§ **REQUIREMENT**
The listing that follows is to be output in full and without change.

§ **DATA SUPPLIED**
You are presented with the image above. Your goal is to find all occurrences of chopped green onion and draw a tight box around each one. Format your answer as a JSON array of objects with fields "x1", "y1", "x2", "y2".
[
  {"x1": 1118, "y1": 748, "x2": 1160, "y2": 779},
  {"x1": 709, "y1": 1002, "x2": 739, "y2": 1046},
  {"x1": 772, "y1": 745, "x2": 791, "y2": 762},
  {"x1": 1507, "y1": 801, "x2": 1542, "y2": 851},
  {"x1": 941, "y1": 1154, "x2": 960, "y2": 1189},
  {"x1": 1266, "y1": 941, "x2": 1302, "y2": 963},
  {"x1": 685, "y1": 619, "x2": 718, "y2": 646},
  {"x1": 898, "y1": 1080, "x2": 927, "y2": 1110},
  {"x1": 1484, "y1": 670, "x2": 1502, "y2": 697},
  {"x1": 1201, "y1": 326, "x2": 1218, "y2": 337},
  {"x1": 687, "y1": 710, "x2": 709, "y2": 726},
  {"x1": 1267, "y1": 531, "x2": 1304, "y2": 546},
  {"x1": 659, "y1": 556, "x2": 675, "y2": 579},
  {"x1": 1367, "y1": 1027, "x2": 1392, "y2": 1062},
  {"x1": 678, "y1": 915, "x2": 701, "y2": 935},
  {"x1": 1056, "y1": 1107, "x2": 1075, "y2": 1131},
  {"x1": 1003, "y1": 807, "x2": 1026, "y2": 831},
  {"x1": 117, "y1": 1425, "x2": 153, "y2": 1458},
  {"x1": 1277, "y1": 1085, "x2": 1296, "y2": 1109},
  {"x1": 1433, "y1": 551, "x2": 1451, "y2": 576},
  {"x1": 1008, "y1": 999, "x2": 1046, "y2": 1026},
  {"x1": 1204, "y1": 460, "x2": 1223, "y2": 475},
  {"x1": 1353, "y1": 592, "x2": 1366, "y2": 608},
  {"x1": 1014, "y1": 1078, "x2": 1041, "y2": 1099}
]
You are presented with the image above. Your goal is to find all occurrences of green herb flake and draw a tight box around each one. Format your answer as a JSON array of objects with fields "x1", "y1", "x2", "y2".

§ **REPLY TO THE TASK**
You are presented with the image above. Your goal is to find all occurrences of chopped green onion and draw a tight box around each one. Format your answer as a JSON array of objects with fields "x1", "y1", "x2", "y2".
[
  {"x1": 1118, "y1": 748, "x2": 1160, "y2": 779},
  {"x1": 709, "y1": 1002, "x2": 739, "y2": 1046},
  {"x1": 772, "y1": 745, "x2": 791, "y2": 762},
  {"x1": 1507, "y1": 801, "x2": 1542, "y2": 851},
  {"x1": 941, "y1": 1154, "x2": 960, "y2": 1189},
  {"x1": 1266, "y1": 941, "x2": 1302, "y2": 963},
  {"x1": 685, "y1": 619, "x2": 718, "y2": 646},
  {"x1": 898, "y1": 1080, "x2": 927, "y2": 1110},
  {"x1": 1484, "y1": 670, "x2": 1502, "y2": 697},
  {"x1": 1201, "y1": 326, "x2": 1218, "y2": 337},
  {"x1": 687, "y1": 710, "x2": 709, "y2": 726},
  {"x1": 1267, "y1": 531, "x2": 1304, "y2": 546},
  {"x1": 659, "y1": 556, "x2": 675, "y2": 579},
  {"x1": 1367, "y1": 1027, "x2": 1392, "y2": 1062},
  {"x1": 678, "y1": 915, "x2": 701, "y2": 935},
  {"x1": 1056, "y1": 1107, "x2": 1075, "y2": 1131},
  {"x1": 1003, "y1": 807, "x2": 1026, "y2": 831},
  {"x1": 117, "y1": 1425, "x2": 153, "y2": 1458},
  {"x1": 1277, "y1": 1085, "x2": 1296, "y2": 1109},
  {"x1": 1433, "y1": 551, "x2": 1451, "y2": 576},
  {"x1": 1008, "y1": 999, "x2": 1046, "y2": 1026},
  {"x1": 1204, "y1": 460, "x2": 1223, "y2": 475},
  {"x1": 1353, "y1": 592, "x2": 1366, "y2": 608},
  {"x1": 1014, "y1": 1078, "x2": 1041, "y2": 1099}
]
You are presented with the image above. Your goal is to find all occurrences of green herb flake and draw a tight box around each one. Format your answer as a JSON array of objects with fields "x1", "y1", "x2", "y2".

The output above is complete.